• [Your instructions]
Retype every entry below without altering anything.

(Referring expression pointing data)
┌──

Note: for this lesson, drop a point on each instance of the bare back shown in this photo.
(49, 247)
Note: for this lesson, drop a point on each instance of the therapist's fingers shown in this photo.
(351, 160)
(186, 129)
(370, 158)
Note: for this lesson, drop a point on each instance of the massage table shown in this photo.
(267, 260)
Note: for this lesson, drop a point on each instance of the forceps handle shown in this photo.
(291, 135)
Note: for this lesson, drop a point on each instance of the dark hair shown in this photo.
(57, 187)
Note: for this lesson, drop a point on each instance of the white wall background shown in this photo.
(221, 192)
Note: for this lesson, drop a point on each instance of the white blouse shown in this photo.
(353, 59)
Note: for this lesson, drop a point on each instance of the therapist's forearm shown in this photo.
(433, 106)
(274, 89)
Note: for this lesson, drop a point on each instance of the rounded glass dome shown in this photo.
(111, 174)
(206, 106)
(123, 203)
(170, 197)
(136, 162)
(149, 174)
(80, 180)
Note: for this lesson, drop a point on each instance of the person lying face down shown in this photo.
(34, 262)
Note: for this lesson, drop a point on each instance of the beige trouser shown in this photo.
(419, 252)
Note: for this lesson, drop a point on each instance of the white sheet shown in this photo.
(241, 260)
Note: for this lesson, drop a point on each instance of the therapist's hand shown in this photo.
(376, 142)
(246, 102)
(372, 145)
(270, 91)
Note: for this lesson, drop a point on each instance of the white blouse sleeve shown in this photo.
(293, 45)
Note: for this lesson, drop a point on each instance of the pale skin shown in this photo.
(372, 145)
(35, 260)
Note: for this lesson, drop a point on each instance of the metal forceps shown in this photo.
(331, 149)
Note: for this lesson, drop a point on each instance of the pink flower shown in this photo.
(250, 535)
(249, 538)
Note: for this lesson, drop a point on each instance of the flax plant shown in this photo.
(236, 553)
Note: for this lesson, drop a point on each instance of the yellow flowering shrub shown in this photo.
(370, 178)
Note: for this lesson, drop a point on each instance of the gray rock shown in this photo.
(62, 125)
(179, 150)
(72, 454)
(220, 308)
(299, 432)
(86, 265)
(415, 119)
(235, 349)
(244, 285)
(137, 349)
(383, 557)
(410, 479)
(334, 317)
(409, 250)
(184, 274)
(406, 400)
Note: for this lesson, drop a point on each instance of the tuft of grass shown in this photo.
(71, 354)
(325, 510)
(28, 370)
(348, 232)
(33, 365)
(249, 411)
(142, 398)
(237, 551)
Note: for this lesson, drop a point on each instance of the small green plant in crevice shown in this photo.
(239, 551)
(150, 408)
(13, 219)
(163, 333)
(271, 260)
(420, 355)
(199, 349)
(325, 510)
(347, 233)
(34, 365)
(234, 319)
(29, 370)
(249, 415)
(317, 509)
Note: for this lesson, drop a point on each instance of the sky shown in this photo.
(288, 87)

└──

• [Solution to the exercise]
Note: for this lesson, drop a point on each instance of the bare back shown in this photo.
(49, 247)
Note: for this lesson, drop a point on each instance of the therapist's fingers shown in this photo.
(351, 160)
(186, 129)
(370, 158)
Note: for this lesson, drop a point on each instance of the massage table shown in this photo.
(267, 260)
Note: for this lesson, drop a point on each instance of the forceps handle shown in this photo.
(291, 135)
Note: for this lesson, drop a point on each instance of the dark hair shown in this photo.
(57, 187)
Note: for this lesson, drop a point on each instance of the white wall background shown in this photo.
(221, 192)
Note: for this lesson, drop a point on each instance of the white blouse shown in this photo.
(353, 59)
Note: for this lesson, drop a point on each instance of the therapist's forearm shown in this photo.
(433, 106)
(274, 89)
Note: for this lesson, drop a point on each instance of the rounded glass dome shown in this photo.
(111, 174)
(206, 106)
(123, 203)
(170, 197)
(136, 162)
(149, 174)
(80, 180)
Note: for this lesson, drop a point on each instance of the person lying face down shown in this photo.
(34, 262)
Note: for this lesson, drop a point on each instance of the beige trouser shown in this photo.
(419, 252)
Note: for this lesson, drop a point on each instance of the white sheet shown in this photo.
(241, 260)
Note: for this lesson, drop a point on each instance of the therapist's hand shown in this photo.
(376, 142)
(246, 102)
(372, 145)
(270, 91)
Note: for this lesson, drop a point on each instance of the white blouse sleeve shown in this photo.
(293, 45)
Note: for this lesson, drop a point on each instance of the pale skin shown in this photo.
(372, 145)
(35, 260)
Note: for this lesson, drop a point on each instance of the metal forceps shown in this photo.
(331, 149)
Note: for this lesson, drop a point on each instance of the pink flower shown in this photo.
(250, 535)
(249, 538)
Note: for this lesson, drop a point on each instance of the flax plant shown in this photo.
(236, 553)
Note: for this lesson, drop a point on each instance of the yellow flowering shrub shown in this photo.
(370, 178)
Note: for this lesson, drop a point on each instance of the gray rock shown in this photo.
(62, 125)
(179, 150)
(72, 454)
(220, 308)
(299, 432)
(86, 265)
(415, 119)
(235, 349)
(244, 285)
(137, 349)
(383, 557)
(410, 479)
(334, 317)
(409, 250)
(184, 274)
(406, 400)
Note: for this lesson, drop a point on each instance of the tuft of grass shown in this photo.
(71, 354)
(325, 510)
(28, 370)
(348, 232)
(33, 365)
(249, 411)
(142, 398)
(237, 551)
Note: for this lesson, drop a point on each instance of the small green plant in crevice shown in this photo.
(239, 551)
(150, 408)
(13, 219)
(163, 333)
(271, 260)
(420, 355)
(199, 349)
(325, 510)
(347, 233)
(34, 365)
(234, 319)
(29, 370)
(249, 415)
(317, 509)
Note: for this lesson, drop a point on each instance of the sky shown in this photo.
(288, 87)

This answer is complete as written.